[Task instructions]:
a) Duplicate the portion of the forum thread on DP specialists that begins at the words "Please let me" and stops after the words "(Sep 25, 2011)".
b) Name every city mentioned in the forum thread on DP specialists.

[Reading passage]:

# Looking for DP specialists in San Antonio



## Mother of Son with DP (Aug 23, 2011)

*Do any of you know of any counselors and/or psychiatrists in San Antonio who specialize in the treatment of DP?*


----------



## Deleted Account (Jul 26, 2010)

Mother of Son with DP said:


> *Do any of you know of any counselors and/or psychiatrists in San Antonio and Houston who specialize in the treatment of DP?* My son attends college in San Antonio but comes home to Houston fairly often also. He currently has a therapist and a psychiatrist but neither are very familiar with DP. I would love to find him a therapist and psychiatrist who are very familiar with DP and how best to treat it.


Please let me know when you do find someone! I'm in the Beaumont Texas area and I can't find anyone, let alone anyone who really knows what i'm going through. I'm reading "stranger to my self" by jeffrey Abugel. He had it for 11 years and was misdiagnosed several times before he found a specialist in california. Good luck and much love to you and your son.


----------



## MatthewDP (Sep 25, 2011)

[Data records]
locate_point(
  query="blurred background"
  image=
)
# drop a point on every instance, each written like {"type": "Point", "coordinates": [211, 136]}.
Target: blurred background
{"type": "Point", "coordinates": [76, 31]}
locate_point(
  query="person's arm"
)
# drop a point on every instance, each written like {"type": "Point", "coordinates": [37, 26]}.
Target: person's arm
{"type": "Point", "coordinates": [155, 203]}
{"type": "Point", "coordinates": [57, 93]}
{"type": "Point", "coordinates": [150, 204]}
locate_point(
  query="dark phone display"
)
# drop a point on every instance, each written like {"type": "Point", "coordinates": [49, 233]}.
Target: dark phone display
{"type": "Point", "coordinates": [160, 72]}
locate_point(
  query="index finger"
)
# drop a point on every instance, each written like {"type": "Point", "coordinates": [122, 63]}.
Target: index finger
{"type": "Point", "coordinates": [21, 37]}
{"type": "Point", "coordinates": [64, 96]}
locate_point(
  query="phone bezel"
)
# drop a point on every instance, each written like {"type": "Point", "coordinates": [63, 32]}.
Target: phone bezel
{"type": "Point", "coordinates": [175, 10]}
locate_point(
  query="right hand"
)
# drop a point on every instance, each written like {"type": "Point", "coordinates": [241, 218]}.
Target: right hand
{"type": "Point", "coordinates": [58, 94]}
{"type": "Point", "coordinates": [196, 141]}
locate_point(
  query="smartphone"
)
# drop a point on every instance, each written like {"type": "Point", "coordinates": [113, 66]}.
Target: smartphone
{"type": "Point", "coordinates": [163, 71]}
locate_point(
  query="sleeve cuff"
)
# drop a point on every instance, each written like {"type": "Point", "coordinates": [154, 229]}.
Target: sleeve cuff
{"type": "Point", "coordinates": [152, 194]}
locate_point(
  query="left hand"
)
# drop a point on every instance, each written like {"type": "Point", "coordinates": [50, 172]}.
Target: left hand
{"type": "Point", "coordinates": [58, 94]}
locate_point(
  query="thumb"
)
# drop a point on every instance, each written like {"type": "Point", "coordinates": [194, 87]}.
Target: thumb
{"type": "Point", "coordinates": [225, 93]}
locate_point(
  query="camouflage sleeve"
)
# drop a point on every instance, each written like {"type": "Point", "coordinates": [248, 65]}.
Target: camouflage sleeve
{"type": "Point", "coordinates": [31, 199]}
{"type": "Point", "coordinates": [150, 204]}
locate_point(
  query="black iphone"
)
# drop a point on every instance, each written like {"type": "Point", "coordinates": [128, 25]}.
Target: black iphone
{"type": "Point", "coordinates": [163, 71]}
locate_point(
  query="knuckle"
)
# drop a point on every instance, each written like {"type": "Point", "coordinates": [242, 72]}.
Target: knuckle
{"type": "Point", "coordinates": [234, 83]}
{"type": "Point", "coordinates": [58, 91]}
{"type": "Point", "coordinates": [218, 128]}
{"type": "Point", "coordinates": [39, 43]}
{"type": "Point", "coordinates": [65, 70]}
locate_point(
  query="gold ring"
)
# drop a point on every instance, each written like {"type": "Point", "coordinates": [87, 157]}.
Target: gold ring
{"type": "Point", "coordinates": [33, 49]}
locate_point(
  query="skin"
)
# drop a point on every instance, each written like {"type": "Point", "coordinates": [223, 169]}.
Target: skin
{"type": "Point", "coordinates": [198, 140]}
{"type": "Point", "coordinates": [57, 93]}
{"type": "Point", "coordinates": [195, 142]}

[Answers to each task]:
a)
Please let me know when you do find someone! I'm in the Beaumont Texas area and I can't find anyone, let alone anyone who really knows what i'm going through. I'm reading "stranger to my self" by jeffrey Abugel. He had it for 11 years and was misdiagnosed several times before he found a specialist in california. Good luck and much love to you and your son.


----------



## MatthewDP (Sep 25, 2011)

b) San Antonio, Houston, Beaumont